*Datos registrados*.
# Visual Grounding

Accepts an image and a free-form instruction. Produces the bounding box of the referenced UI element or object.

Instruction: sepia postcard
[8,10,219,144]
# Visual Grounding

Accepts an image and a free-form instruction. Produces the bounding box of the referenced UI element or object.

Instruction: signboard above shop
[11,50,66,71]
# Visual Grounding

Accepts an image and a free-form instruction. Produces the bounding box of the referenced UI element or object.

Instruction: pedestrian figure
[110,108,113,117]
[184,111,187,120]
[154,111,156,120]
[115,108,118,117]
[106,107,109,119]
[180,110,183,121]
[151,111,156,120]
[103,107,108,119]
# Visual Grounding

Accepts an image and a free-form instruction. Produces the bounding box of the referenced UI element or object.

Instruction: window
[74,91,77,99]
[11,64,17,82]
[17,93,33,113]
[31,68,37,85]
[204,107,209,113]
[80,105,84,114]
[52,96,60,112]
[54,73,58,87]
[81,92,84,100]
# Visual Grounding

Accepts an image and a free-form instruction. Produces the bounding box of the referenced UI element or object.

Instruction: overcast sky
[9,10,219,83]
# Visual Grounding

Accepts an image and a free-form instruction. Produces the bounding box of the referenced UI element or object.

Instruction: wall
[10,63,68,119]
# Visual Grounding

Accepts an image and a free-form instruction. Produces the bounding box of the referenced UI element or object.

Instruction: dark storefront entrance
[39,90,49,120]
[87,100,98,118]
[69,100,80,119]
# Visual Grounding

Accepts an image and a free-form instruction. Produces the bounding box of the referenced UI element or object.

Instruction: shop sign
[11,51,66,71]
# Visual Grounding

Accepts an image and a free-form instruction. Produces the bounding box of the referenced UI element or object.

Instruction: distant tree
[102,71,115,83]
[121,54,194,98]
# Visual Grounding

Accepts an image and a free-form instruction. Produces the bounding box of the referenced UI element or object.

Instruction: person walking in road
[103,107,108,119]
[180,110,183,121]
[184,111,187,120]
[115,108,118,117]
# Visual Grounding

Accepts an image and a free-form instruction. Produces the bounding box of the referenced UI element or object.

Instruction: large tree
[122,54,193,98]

*Tarea por resolver*.
Reescribe los registros desde su inicio y detente después de la línea que contiene "[9,10,219,83]". Sustituye "pedestrian figure" por "walking figure" y deja todo lo demás igual.

*Problema resuelto*.
# Visual Grounding

Accepts an image and a free-form instruction. Produces the bounding box of the referenced UI element or object.

Instruction: sepia postcard
[8,10,219,144]
# Visual Grounding

Accepts an image and a free-form instruction. Produces the bounding box of the referenced UI element or object.

Instruction: signboard above shop
[11,50,66,71]
# Visual Grounding

Accepts an image and a free-form instruction. Produces the bounding box of the referenced UI element or object.

Instruction: walking figure
[110,108,113,117]
[184,111,187,120]
[154,111,156,120]
[115,108,118,117]
[106,107,109,119]
[180,110,183,121]
[151,111,156,120]
[103,107,108,119]
# Visual Grounding

Accepts an image and a free-form instruction. Produces the bounding box of the referenced UI element or object.

Instruction: window
[74,91,77,99]
[11,64,17,82]
[17,93,33,113]
[31,68,37,85]
[204,107,209,113]
[80,105,84,114]
[52,96,60,112]
[54,73,58,87]
[81,92,84,100]
# Visual Grounding

Accepts an image and a free-form instruction. Produces the bounding box of the referenced UI element or object.

Instruction: overcast sky
[9,10,219,83]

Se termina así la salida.